WHAT THIS TASK INVOLVES: Go to the line containing "Task — for every instance of the silver" in the records below and print it and every following line exactly, on through the line containing "Task — for every instance of the thumb, mark", then stop.

GIVEN RECORDS section start

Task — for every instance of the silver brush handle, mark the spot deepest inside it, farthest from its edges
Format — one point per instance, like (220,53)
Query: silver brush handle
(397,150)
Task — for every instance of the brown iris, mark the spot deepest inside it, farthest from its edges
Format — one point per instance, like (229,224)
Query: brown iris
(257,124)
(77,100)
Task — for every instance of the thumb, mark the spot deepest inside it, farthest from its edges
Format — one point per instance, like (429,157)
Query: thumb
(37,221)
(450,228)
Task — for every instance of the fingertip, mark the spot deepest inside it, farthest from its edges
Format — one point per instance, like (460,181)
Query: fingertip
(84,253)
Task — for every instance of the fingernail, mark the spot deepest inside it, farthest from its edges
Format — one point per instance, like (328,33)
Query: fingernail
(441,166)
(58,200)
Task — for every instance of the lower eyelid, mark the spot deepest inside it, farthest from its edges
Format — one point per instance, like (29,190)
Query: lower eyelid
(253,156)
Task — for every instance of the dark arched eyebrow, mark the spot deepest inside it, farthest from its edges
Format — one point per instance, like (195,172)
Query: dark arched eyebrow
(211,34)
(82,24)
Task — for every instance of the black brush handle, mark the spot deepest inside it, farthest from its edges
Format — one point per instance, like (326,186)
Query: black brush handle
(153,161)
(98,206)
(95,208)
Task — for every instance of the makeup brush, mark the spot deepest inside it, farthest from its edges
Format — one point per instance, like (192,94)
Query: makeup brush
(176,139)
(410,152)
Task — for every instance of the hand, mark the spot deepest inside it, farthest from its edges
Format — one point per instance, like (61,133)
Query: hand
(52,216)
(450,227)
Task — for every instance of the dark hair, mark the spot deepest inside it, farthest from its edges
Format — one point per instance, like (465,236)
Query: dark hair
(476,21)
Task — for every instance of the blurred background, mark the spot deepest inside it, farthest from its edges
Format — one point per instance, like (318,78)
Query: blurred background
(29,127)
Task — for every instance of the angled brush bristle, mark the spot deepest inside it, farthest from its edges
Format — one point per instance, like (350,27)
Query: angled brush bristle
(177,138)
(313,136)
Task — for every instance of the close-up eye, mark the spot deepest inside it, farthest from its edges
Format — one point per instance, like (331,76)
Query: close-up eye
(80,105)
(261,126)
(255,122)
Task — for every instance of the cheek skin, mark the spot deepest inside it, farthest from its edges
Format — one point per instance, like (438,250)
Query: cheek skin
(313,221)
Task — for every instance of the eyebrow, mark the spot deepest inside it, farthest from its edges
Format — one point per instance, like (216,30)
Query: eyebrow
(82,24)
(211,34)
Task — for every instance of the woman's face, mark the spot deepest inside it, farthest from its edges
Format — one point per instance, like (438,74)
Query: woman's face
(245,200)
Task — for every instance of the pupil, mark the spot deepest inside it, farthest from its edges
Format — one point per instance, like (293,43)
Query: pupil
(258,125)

GIVEN RECORDS section end
GIVEN RECORDS section start

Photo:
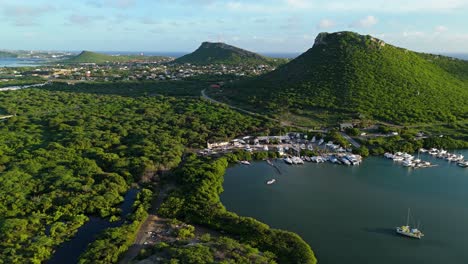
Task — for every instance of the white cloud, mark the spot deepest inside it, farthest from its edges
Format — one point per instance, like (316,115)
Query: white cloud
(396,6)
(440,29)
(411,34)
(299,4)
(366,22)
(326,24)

GIVEN RECORDS section end

YOUR SOLUTION:
Task — for every instance of the silver brush handle, mark the spot deepest inside it, farthest from its edges
Format — one point per instance, like (220,53)
Query: silver brush handle
(397,150)
Task — for every instance of the brown iris, mark the spot deepest inside it, farthest from its edges
Format — one point per instance, like (229,224)
Query: brown iris
(257,124)
(77,100)
Task — for every instance of the thumb, mark the spot deepest inside it, farthest from its edges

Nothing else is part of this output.